*** SELECTED PASSAGE

0

I am have a Red Hat server x86_64 and I am trying to compile a CUDA GPU Data Management System (GDBMS).

CUDA (7.5) is already set up and also the CUDAPATH and LD_LIBRARY_PATH are set to the corresponding installation path correctly (checked).

I have the following Makefile:

-bash-4.1$ cat Makefile 
# Micro test cases
TESTS = test_init_fini test_malloc test_cow test_memcpy test_memset \
        test_launch test_ptarray test_evict_local

# Paths
CUDAPATH = /usr/local/cuda
MQXPATH := `pwd`/../../src
TMPPATH = ./tmp

# Compiler/linker settings
NVCC := $(CUDAPATH)/bin/nvcc
CFLAGS := -c --compiler-options -Wall -arch=sm_20 -I$(CUDAPATH)/include -I$(MQXPATH) -Xcompiler '-fPIC' -dc
LDFLAGS := -L$(CUDAPATH)/lib64 -L$(MQXPATH) -Xlinker -rpath=$(MQXPATH) -lmqx -Xcompiler '-fPIC' -dlink

.DEFAULT_GOAL := all
.SECONDEXPANSION:
.PHONY : all test setup cleanup $(TESTS)

TESTBINS := $(addprefix $(TMPPATH)/,$(TESTS))

all : $(TMPPATH) $(TESTBINS)

$(TMPPATH) :
    @mkdir -p $(TMPPATH)

$(TESTBINS) : $$@.o
    @./tcgen.py $<
    @$(NVCC) $(CFLAGS) main.cu -o $(TMPPATH)/main.o
    $(NVCC) $(LDFLAGS) $(TMPPATH)/main.o $< -o $@
    -@rm $(TMPPATH)/main.o

$(TMPPATH)/%.o : %.cu
    $(NVCC) $(CFLAGS) $< -o $@

# No rules for source files
%.c : ;

$(TESTS) : $(TMPPATH)/$$@
    @echo "================================================================"
    @LD_PRELOAD=$(MQXPATH)/libmqx.so $(TMPPATH)/$@
    @echo ""

test : setup $(TESTS) cleanup

setup:
    @$(MQXPATH)/mqxctl --start -v
    @echo ""

cleanup:
    @$(MQXPATH)/mqxctl --stop -v

clean:
    -@rm $(TESTBINS) $(TMPPATH)/*.o testcases.h
    -@rm -r $(TMPPATH)

As you can see, after executing the above Makefile, there are some produced files in tmp/ dir. These files are some tests that need to be passed in order for the application to be tested. The compilation succeeds but then a very strange thing happens that I cannot explain. All the produced files in the tmp/ dir are NOT executable and as a result the test phase cannot be completed.

More concretely, after running make, and having the succeeded the compilation, I need to run make test in order to run the tests. However, I get the error:

/bin/sh: ./tmp/test_init_fini: cannot execute binary file
make: *** [test_init_fini] Error 126

test_init_fini is one of the produced files and as you can see bellow it is not executable.

******
*** SUPPLIED MATERIAL

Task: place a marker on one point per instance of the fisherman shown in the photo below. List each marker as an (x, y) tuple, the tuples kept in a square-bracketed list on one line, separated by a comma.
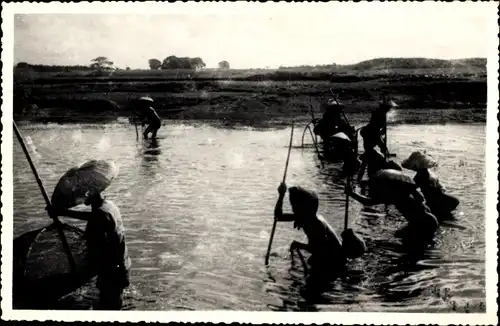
[(440, 203), (107, 249), (373, 161), (328, 257), (332, 122), (389, 186), (150, 117), (376, 127)]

******

WHAT YOU WILL DO:
1. From the Makefile post, return the text between "# Compiler/linker settings" and "TESTBINS := $(addprefix $(TMPPATH)/,$(TESTS))", inclusive.
2. Answer these questions using the Makefile post:
(a) Which version of CUDA is installed on the server?
(b) What value is assigned to TMPPATH in the Makefile?
(c) What error number does make report when running test_init_fini?
The material above plays no part in what is asked here.

OUTPUTS BY TASK:
1.
# Compiler/linker settings
NVCC := $(CUDAPATH)/bin/nvcc
CFLAGS := -c --compiler-options -Wall -arch=sm_20 -I$(CUDAPATH)/include -I$(MQXPATH) -Xcompiler '-fPIC' -dc
LDFLAGS := -L$(CUDAPATH)/lib64 -L$(MQXPATH) -Xlinker -rpath=$(MQXPATH) -lmqx -Xcompiler '-fPIC' -dlink

.DEFAULT_GOAL := all
.SECONDEXPANSION:
.PHONY : all test setup cleanup $(TESTS)

TESTBINS := $(addprefix $(TMPPATH)/,$(TESTS))

2.
(a) 7.5
(b) ./tmp
(c) 126